■ **PROBLEM STATEMENT**: Return, word for word, the passage of the audience-targeting text below, starting with "Look beyond the" and going on through "to interpret them.".

TEXT SHOWN Block Start

Look beyond the Targeting Norm
We’ve been using demographics to establish targeting parameters for digital marketing since the dawn of digital marketing. Then, layering on standard behavioral targeting—content preferences or browsing data, we have established a slightly better norm. But, from the vantage point of the enlightened data driven marketer, lifestyle, mindset, behaviors and intentions together matter so much more than basic demographic or geographic facts that make up that norm dubbed a segment.

Marketers should up the ante on their methods for identifying and targeting audiences—and what they expect. New data signals allow us to do so much more than we could before. At every touch, the consumer is relaying a new "tell" and revealing their propensity for action that can be optimized and in real-time. You want partners prepared to integrate these signals and to interpret them.

Here are a few questions to address, to strengthen your position, when engaging the agency or the potential provider of data tech solutions:

1. How are the segments developed? It’s important to know exactly which attributes are considered, how they are clustered and rolled up to constitute any given segment. If the roll-up is too simplistic, it’s rational to ask: do we lose some of the valuable data and specific attributes that live inside these clusters? Doesn’t the simplistic audience segment become more of a community segment? And, how does that kind of segment reflect my target customer? Concrete “attributes” are essential to your marketing message. We need the specifics. Otherwise we are just targeting a broad swath—seemingly inclined at a glance but not necessarily interested in your product, based on their real values.  

2. How can we get volume, based on the specific attributes I value? As a provider talks to you about a broad segment opportunity, you would be wise to ask: if I am targeting the cluster bereft of the detail of the attributes important to me, how can we know how many people with those more valuable specific attributes are within the total segment? How do we pull those people out and scale? If you already know the data you desire is available and potentially living inside the modeled segment, why would you drop it? You need to find a solution that surfaces and leverages it.

3. Is this targeting or just high-level guesswork? If a marketer is sticking with community based segments, can we really use these models to target—and/or is this segment a proxy based on a high-level predictive tool?  If the latter, what other data can we integrate to strengthen our ability to model toward our outcome and target volume?

4. How can I personalize? I’m planning to personalize creative—visuals, messaging and call to action—based on individual profiles within the model. Won’t we need individual vs. community signals to be able to do that?

5. How do we set the stage for truly dynamic audience optimization? Typically, segments or models are not as frequently or dynamically optimized in real-time as they could be. Once per day, let alone weekly or monthly, is an outdated optimization approach—given what today’s systems are capable of handling. With a focus on continually improved efficiency and growing ROI, you need to know how a partner will be tuning personalized creative and our execution in real, real-time. So—ask.

With something far more sophisticated than the generalized audience segments now possible, it’s essential to play smart—as you evaluate what publishers and data tech solution providers propose. The key is to have the opportunity to model and target according to the attributes you really value. Otherwise, if you accept commonly sold and used audience segments, you are essentially buying an off-the-shelf commodity—and the same one your competitor may be too.

TEXT SHOWN Block End
SUPPLIED MATERIAL Block Start

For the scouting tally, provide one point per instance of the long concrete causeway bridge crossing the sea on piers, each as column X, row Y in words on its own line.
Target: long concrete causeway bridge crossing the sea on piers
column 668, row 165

SUPPLIED MATERIAL Block End
SUPPLIED MATERIAL Block Start

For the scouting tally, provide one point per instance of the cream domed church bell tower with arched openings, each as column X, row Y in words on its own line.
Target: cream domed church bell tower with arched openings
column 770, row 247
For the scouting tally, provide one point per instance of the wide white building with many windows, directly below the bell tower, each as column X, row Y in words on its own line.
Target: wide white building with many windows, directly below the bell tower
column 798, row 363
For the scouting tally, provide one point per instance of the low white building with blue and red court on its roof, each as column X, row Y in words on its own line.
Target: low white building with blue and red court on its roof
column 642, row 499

SUPPLIED MATERIAL Block End
SUPPLIED MATERIAL Block Start

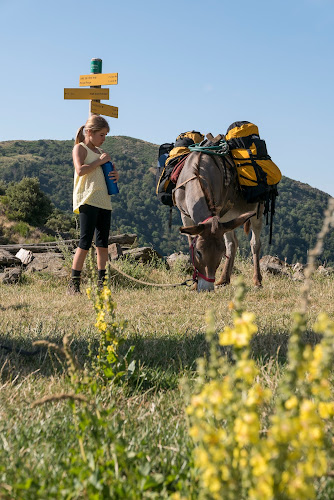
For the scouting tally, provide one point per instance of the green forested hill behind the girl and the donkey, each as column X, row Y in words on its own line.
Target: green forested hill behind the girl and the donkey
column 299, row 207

SUPPLIED MATERIAL Block End

■ **YOUR SOLUTION**:
Look beyond the Targeting Norm
We’ve been using demographics to establish targeting parameters for digital marketing since the dawn of digital marketing. Then, layering on standard behavioral targeting—content preferences or browsing data, we have established a slightly better norm. But, from the vantage point of the enlightened data driven marketer, lifestyle, mindset, behaviors and intentions together matter so much more than basic demographic or geographic facts that make up that norm dubbed a segment.

Marketers should up the ante on their methods for identifying and targeting audiences—and what they expect. New data signals allow us to do so much more than we could before. At every touch, the consumer is relaying a new "tell" and revealing their propensity for action that can be optimized and in real-time. You want partners prepared to integrate these signals and to interpret them.